» What to do
Count the lines of the material below that contain the string "tree". Give only the number.

» Material supplied
[start]

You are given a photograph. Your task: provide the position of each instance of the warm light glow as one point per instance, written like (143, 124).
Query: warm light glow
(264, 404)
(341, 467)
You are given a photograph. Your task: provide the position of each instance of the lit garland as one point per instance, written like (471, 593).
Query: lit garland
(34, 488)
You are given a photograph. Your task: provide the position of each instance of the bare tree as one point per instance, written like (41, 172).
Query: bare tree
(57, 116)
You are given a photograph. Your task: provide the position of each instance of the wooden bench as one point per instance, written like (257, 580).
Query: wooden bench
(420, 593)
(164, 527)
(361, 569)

[end]
[start]

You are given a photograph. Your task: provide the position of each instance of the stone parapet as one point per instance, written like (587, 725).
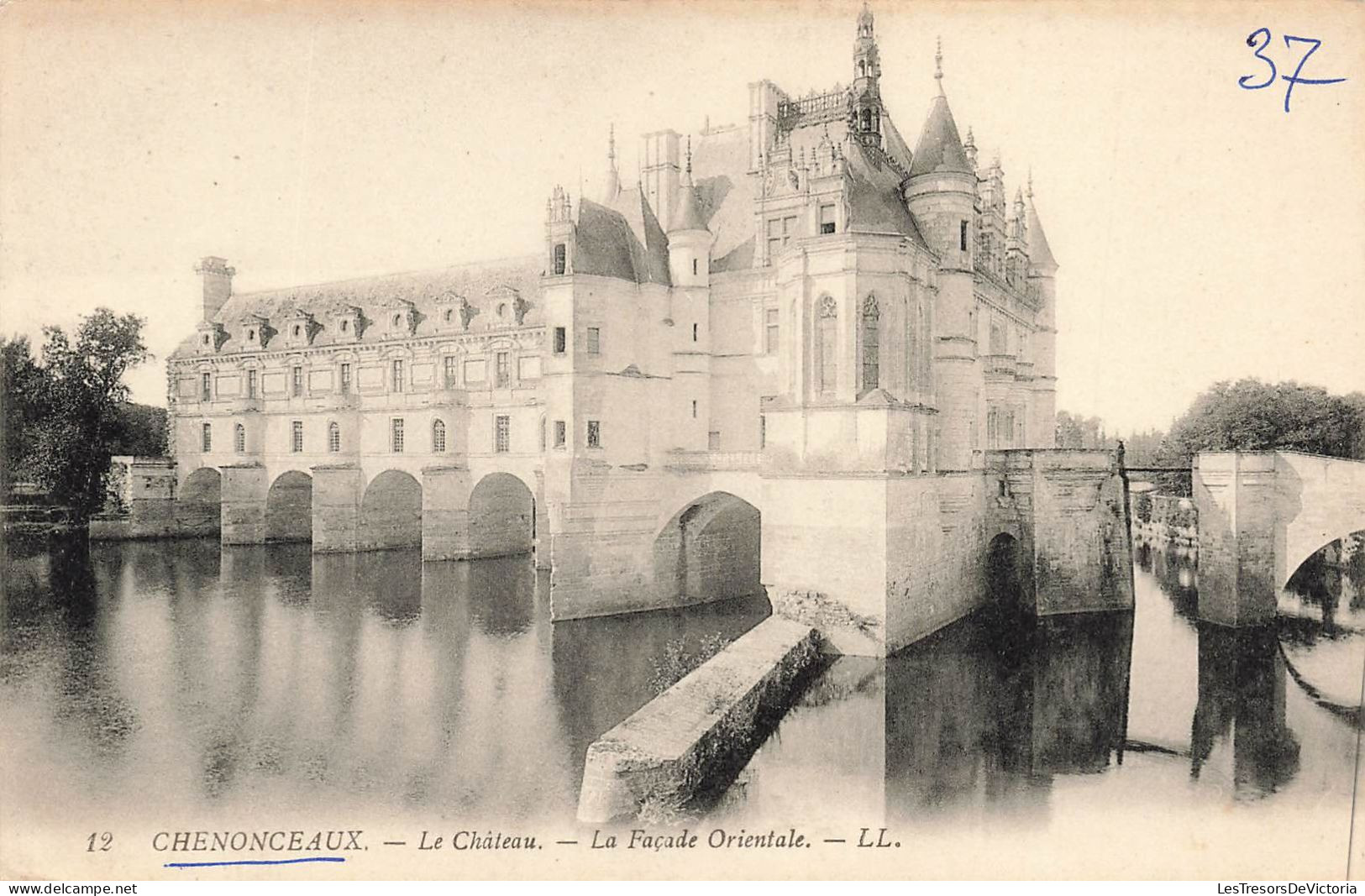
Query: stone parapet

[end]
[start]

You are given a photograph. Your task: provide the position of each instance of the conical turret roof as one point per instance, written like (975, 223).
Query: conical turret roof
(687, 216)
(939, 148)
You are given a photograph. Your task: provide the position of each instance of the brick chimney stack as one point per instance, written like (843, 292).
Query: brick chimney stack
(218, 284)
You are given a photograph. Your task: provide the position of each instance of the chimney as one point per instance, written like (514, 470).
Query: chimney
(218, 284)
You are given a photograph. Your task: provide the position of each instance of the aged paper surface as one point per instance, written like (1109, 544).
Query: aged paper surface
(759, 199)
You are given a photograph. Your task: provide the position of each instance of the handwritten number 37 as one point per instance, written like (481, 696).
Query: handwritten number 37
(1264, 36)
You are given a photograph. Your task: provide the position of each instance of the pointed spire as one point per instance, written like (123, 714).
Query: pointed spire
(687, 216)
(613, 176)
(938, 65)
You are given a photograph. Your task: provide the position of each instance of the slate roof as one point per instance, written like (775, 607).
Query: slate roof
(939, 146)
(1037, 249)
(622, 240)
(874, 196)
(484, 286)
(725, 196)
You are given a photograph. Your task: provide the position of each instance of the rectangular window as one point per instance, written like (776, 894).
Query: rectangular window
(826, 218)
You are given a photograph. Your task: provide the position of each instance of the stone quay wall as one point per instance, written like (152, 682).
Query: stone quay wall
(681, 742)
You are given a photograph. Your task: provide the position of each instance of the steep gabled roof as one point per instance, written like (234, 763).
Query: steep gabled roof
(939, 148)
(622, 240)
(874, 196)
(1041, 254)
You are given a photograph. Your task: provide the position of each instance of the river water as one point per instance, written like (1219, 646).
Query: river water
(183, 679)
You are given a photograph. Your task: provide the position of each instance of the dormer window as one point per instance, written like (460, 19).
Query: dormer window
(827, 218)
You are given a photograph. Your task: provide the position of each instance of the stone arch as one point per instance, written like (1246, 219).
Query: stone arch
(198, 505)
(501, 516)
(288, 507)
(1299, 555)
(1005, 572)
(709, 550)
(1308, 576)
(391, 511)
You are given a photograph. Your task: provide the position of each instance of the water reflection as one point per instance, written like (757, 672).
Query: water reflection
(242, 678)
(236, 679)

[end]

» Exercise output
2